TASK INSTRUCTIONS
Write the data out again in full, with no departure from the original.
------------------------------
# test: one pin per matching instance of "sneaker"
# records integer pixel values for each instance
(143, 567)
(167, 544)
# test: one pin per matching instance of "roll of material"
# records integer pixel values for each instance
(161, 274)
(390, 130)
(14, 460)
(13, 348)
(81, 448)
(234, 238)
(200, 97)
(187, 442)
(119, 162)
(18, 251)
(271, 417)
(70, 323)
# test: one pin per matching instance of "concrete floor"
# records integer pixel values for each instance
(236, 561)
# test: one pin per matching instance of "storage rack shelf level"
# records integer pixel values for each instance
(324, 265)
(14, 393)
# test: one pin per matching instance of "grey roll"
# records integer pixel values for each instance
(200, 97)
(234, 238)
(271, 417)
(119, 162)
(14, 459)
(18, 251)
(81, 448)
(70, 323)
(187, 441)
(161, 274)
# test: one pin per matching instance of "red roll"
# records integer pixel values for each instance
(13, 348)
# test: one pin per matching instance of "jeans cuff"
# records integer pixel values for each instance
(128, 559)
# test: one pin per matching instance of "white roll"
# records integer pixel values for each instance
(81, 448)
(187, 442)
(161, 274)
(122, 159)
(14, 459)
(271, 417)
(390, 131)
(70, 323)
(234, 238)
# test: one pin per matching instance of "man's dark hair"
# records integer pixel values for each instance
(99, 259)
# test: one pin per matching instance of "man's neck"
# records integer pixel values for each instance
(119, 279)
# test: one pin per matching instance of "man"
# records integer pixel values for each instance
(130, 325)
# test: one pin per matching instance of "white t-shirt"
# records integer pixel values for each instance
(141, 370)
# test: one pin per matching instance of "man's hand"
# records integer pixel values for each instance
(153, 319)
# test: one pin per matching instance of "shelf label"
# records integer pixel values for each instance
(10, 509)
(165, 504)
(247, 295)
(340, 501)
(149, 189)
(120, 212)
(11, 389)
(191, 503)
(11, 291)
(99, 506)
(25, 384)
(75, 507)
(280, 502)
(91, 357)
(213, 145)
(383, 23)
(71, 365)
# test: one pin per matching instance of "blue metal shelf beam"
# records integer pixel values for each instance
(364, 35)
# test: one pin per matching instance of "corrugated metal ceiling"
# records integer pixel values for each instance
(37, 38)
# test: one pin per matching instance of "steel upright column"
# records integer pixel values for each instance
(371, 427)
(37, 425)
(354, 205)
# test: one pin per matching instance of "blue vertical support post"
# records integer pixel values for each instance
------------------------------
PROBLEM SOLUTION
# test: one pin per matching instance of "sneaker"
# records integer pixel values for each instance
(143, 567)
(167, 544)
# test: one pin per matching instance of "roll of material"
# records integer pixel values for each instance
(161, 274)
(390, 130)
(14, 460)
(13, 348)
(81, 448)
(234, 238)
(200, 97)
(187, 442)
(119, 162)
(18, 251)
(271, 417)
(70, 323)
# test: one pin per matching instance of "concrete floor"
# records integer pixel values for each instance
(236, 561)
# test: one pin per matching instance of "storage rack shelf level"
# records integer pixel values for each instance
(324, 265)
(14, 393)
# test: one pin per matching instance of "grey roll"
# records integer pixel values for each instance
(200, 97)
(234, 238)
(271, 417)
(119, 162)
(14, 459)
(18, 251)
(81, 448)
(70, 323)
(187, 441)
(161, 274)
# test: one pin per matching instance of "red roll"
# records integer pixel values for each instance
(13, 348)
# test: one pin per matching instance of "jeans cuff"
# records integer pixel values for each instance
(128, 559)
# test: one pin per matching instance of "white roll"
# records integer pixel values for each instance
(81, 448)
(187, 442)
(161, 274)
(122, 159)
(14, 459)
(271, 417)
(390, 131)
(70, 323)
(234, 238)
# test: one pin per matching instance of "man's dark hair"
# records integer pixel values for each instance
(99, 259)
# test: one pin per matching instance of "man's neck"
# records integer pixel values for each instance
(119, 279)
# test: one pin per matching instance of "man"
# records integer pixel values for each instance
(130, 325)
# test: one pin per matching instance of "white t-shirt"
# records integer pixel values for each instance
(141, 370)
# test: one pin per matching instance of "man's hand"
# records integer pixel values for each instance
(153, 319)
# test: one pin per matching instance of "shelf label"
# records integer pixel values for each instance
(10, 509)
(165, 504)
(247, 295)
(340, 501)
(149, 189)
(120, 212)
(11, 389)
(191, 503)
(11, 291)
(99, 506)
(25, 384)
(75, 507)
(280, 502)
(91, 357)
(213, 145)
(383, 23)
(71, 365)
# test: one pin per matching instance of "blue metal shelf beam"
# records integer pixel values for each instance
(364, 35)
# test: one pin per matching instance of "corrugated metal ceiling"
# records integer pixel values for each instance
(37, 38)
# test: one pin per matching instance of "steel upright column"
# records integer pixel values for each instance
(371, 427)
(37, 425)
(354, 205)
# test: one pin per matching instance of "blue vertical support post"
# records integer pixel values for each instance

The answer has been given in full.